Por Jayme Fogagnolo Cobra
No último artigo publicado aqui, falei sobre a medicina baseada em valor. Por esse ponto de vista, o foco principal da prática médica está no desfecho clínico. É importante ter esse conceito bem claro, principalmente quando se faz a análise do ecossistema do setor de saúde que envolve grandes players, tais como: o Sistema Único de Saúde (SUS), as grandes redes hospitalares privadas, as operadoras de planos de saúde, a indústria farmacêutica. Cada um tem seu objetivo e uma alta compreensão do seu papel nessa cadeia. O médico está inserido nesse ecossistema, no entanto, nem sempre ele tem consciência da sua influência.
O jovem, em geral, busca uma faculdade que lhe ofereça uma boa estrutura para que ele se torne um profissional de destaque. O jornal Folha de S. Paulo criou inclusive um Ranking das Melhores Faculdades Medicina. Passando os olhos rapidamente, você percebe que em sua maioria são universidades públicas e, sem dúvida nenhuma, muito conceituadas.
O fato é que o médico no Brasil termina a graduação, ou mesmo a residência, com uma formação muito técnica, restrita mesmo ao conhecimento tradicional médico, naquilo que é ensinado a ele. É isso que precisamos transformar. Faltam conhecimentos administrativos que são tão necessários para entrar nessa briga de cachorro grande que é o setor de saúde. Na minha opinião, esse é um grande gargalo da formação dos médicos, essa ausência de um amplo conhecimento de gestão e do cenário socioeconômico que a atividade do médico está diretamente inserida. Por não ter essas outras competências, que vão além da medicina, o médico acaba por ceder à interferência de outros players na assistência à saúde que não possuem a perspectiva médica, mas estritamente administrativa do negócio. Isso acaba por infuenciar muito o desempenho do médico, o tratamento do paciente e o defecho clínico alcançado.

▶ _Dados_:
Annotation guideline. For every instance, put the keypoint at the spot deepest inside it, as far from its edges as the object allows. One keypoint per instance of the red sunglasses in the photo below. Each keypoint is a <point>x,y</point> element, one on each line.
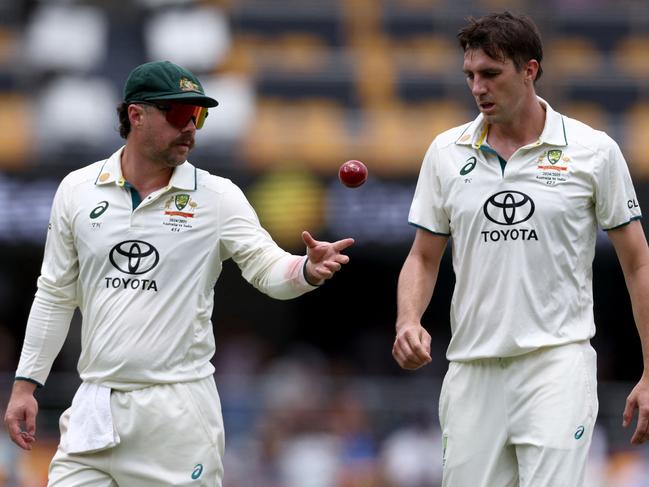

▶ _Tarefa 1_: Edite o artigo sobre a formação dos médicos reproduzindo a parte que começa em "O fato é que" e vai até "defecho clínico alcançado.", com "graduação" substituído por "formação acadêmica".
▶ _Tarefa 2_: Segundo o artigo sobre a formação dos médicos, que jornal criou um ranking das melhores faculdades de medicina?
▶ _Tarefa 3_: Liste todos os grandes players do ecossistema do setor de saúde que o artigo sobre a formação dos médicos cita como exemplos.

▶ _Resposta 1_:
O fato é que o médico no Brasil termina a formação acadêmica, ou mesmo a residência, com uma formação muito técnica, restrita mesmo ao conhecimento tradicional médico, naquilo que é ensinado a ele. É isso que precisamos transformar. Faltam conhecimentos administrativos que são tão necessários para entrar nessa briga de cachorro grande que é o setor de saúde. Na minha opinião, esse é um grande gargalo da formação dos médicos, essa ausência de um amplo conhecimento de gestão e do cenário socioeconômico que a atividade do médico está diretamente inserida. Por não ter essas outras competências, que vão além da medicina, o médico acaba por ceder à interferência de outros players na assistência à saúde que não possuem a perspectiva médica, mas estritamente administrativa do negócio. Isso acaba por infuenciar muito o desempenho do médico, o tratamento do paciente e o defecho clínico alcançado.

▶ _Resposta 2_: O jornal Folha de S. Paulo.

▶ _Resposta 3_:
- O Sistema Único de Saúde (SUS)
- As grandes redes hospitalares privadas
- As operadoras de planos de saúde
- A indústria farmacêutica